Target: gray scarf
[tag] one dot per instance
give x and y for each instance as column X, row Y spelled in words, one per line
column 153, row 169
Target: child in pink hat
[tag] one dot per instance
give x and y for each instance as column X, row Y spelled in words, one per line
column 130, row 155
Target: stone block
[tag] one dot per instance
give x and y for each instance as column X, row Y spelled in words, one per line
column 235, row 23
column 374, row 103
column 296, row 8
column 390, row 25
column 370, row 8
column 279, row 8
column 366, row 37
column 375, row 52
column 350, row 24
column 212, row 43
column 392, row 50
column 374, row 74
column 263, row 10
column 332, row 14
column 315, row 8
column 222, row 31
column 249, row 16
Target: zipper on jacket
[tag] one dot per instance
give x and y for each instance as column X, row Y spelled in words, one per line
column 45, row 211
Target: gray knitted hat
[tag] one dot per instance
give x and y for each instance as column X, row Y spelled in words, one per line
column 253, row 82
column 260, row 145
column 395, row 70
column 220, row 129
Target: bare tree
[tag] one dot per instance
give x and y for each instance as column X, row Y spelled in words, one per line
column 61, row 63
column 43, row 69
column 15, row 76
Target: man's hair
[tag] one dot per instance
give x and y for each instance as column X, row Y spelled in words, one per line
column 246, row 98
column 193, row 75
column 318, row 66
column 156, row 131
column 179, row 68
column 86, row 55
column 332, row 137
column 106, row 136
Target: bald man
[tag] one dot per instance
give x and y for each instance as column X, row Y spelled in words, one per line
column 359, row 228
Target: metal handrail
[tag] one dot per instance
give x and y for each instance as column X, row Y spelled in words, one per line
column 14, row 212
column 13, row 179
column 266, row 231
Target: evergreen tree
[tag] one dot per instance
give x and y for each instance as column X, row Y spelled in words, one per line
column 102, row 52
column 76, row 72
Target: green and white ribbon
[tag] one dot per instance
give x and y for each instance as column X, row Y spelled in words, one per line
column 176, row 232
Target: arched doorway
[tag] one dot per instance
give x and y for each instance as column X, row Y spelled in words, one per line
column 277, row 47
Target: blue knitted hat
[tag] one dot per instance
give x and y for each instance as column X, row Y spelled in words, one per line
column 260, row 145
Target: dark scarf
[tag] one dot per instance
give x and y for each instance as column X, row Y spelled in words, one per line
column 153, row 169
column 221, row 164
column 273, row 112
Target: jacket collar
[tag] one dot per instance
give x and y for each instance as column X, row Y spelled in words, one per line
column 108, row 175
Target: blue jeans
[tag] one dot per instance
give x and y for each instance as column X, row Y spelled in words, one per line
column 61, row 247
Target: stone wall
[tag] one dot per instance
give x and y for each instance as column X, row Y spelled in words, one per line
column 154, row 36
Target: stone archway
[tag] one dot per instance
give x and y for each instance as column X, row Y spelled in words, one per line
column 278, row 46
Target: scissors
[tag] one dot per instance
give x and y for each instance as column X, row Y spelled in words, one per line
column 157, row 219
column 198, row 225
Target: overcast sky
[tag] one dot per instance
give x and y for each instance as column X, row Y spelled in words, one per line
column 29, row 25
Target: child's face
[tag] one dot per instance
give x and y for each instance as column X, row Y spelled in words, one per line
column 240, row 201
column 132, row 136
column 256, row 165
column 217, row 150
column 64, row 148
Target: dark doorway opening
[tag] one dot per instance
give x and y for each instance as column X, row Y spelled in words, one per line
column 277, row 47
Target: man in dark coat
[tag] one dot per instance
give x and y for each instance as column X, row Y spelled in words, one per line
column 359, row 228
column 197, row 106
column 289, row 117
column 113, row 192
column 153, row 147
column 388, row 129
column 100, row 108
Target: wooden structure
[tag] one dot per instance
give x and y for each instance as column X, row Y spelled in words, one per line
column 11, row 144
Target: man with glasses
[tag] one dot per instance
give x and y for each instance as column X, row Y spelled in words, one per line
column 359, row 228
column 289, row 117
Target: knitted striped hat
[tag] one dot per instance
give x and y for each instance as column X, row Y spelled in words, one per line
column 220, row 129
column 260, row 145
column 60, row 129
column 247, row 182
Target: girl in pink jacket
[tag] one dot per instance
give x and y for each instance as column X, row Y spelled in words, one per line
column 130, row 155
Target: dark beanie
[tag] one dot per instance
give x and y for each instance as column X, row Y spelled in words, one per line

------------------------------------

**WRITTEN PROBLEM**
Output the lines above exactly as they appear, everything from the line containing "Target: arched doorway" down to the line containing "column 61, row 247", with both of those lines included.

**REPLY**
Target: arched doorway
[tag] one dot per instance
give x and y for each instance as column X, row Y spelled in words, one per line
column 277, row 47
Target: blue knitted hat
[tag] one dot per instance
give x and y for each instance as column X, row Y spelled in words, one per line
column 260, row 145
Target: dark scarf
[tag] one dot per instance
give x and y for each instance as column X, row Y spelled in words, one per line
column 153, row 169
column 221, row 164
column 273, row 112
Target: jacket collar
[tag] one dot per instance
give x and y for each instance as column X, row Y spelled in words, one per line
column 108, row 175
Target: blue jeans
[tag] one dot per instance
give x and y for each instance as column X, row Y spelled in words, one per line
column 61, row 247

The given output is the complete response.